Dataset content:
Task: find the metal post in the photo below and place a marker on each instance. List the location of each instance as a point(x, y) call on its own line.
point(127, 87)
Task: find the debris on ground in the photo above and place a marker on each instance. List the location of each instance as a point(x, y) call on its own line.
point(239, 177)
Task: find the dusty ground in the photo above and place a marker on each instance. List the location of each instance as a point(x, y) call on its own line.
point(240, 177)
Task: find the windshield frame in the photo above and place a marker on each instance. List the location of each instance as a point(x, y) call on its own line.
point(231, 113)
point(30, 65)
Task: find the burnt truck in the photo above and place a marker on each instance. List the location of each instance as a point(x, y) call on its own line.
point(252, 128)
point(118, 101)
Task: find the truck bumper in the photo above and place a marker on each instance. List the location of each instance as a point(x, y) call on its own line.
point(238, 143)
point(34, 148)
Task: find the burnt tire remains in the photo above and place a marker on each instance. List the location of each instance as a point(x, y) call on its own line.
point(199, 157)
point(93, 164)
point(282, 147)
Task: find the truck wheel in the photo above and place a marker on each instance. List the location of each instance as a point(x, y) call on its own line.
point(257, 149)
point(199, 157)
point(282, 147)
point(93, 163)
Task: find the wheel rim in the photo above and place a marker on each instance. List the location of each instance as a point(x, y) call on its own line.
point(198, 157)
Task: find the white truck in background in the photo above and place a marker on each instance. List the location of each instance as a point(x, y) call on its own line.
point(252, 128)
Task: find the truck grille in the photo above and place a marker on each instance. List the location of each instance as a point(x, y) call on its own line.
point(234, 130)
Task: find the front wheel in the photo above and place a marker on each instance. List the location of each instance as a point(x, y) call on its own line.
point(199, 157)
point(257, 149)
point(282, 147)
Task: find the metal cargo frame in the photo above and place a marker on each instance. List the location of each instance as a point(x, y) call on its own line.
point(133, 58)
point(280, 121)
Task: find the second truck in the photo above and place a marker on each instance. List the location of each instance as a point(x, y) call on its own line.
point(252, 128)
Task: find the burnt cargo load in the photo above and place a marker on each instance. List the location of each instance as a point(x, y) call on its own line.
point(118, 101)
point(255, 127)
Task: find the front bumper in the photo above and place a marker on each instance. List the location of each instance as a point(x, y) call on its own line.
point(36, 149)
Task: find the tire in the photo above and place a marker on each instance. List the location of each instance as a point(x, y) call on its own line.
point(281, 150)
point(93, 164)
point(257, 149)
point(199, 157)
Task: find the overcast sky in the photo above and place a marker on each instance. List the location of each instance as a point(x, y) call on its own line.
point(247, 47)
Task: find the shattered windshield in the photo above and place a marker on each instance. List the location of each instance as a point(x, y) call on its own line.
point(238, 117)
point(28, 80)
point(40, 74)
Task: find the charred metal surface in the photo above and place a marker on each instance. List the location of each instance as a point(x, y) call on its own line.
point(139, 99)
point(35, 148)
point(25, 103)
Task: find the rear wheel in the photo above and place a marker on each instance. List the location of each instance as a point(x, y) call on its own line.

Written problem: Scale everything from the line containing "Task: find the metal cargo" down to the line containing "point(247, 47)", both included. Write out every line again, requests included, with each point coordinate multiplied by 0.75 and rounded to a whole number, halves up.

Written response:
Task: find the metal cargo frame in the photo above and place a marker on each instance. List the location of each instance as a point(x, y) call on its own line.
point(100, 44)
point(210, 91)
Task: find the second truck in the photo above and place a marker on each instance. List the location of each instance as a point(x, y) call on its own line.
point(189, 96)
Task: find the burnt cargo load in the photo above and place a marker on each instance. List the location of each instance as a point(x, y) call on its own line.
point(89, 76)
point(191, 95)
Task: find the front bumper in the photo above and place a marker on each instance. List the location of each instance as a point(x, y) call on its own line.
point(27, 112)
Task: find the tire in the photo above and place a marker on each instance. List the location of each instance as a point(x, y) call on its own line.
point(211, 113)
point(70, 123)
point(193, 112)
point(149, 118)
Task: find the overcast sky in the photo above and place a marker on each instance. List the location of each instance as a point(x, y) call on its own line.
point(185, 35)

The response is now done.